Convert everything from the line containing "Indicate the white candle" down to the last of the items into a JSON list of strings, one string per line, leaving out blank lines.

+++ Dataset excerpts

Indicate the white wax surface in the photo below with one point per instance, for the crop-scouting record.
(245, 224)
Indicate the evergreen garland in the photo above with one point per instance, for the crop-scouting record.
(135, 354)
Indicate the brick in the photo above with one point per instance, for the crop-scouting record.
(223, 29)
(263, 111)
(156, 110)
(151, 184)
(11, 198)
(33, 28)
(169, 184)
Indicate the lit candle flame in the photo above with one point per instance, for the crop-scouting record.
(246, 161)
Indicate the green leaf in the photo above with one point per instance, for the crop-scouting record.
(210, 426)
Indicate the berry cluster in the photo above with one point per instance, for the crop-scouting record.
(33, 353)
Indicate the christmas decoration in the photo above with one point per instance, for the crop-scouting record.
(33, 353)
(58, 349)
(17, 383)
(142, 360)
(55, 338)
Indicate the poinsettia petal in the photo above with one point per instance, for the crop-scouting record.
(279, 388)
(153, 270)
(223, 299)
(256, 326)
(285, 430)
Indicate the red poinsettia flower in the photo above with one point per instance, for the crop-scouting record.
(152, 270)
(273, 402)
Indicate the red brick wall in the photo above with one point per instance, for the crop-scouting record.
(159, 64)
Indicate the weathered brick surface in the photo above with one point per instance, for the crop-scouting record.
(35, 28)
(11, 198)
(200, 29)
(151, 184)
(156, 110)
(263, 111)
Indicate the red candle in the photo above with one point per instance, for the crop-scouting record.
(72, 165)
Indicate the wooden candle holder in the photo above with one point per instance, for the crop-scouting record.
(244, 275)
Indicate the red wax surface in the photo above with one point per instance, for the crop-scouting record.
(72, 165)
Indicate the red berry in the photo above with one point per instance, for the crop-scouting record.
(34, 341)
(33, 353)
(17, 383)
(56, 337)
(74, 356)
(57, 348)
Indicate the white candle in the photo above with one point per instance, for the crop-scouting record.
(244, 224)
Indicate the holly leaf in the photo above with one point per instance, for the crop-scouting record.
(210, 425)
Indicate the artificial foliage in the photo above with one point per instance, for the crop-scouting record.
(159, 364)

++++++

Result of the task:
[
  "Indicate the white candle in the photo above with one point per instance, for the crop-scouting record.",
  "(244, 224)",
  "Indicate the holly leaf in the photo above with one point per instance, for the crop-scouting record.",
  "(210, 425)",
  "Indicate the artificial foliage in the photo above with one point per instance, for the crop-scouting record.",
  "(159, 364)"
]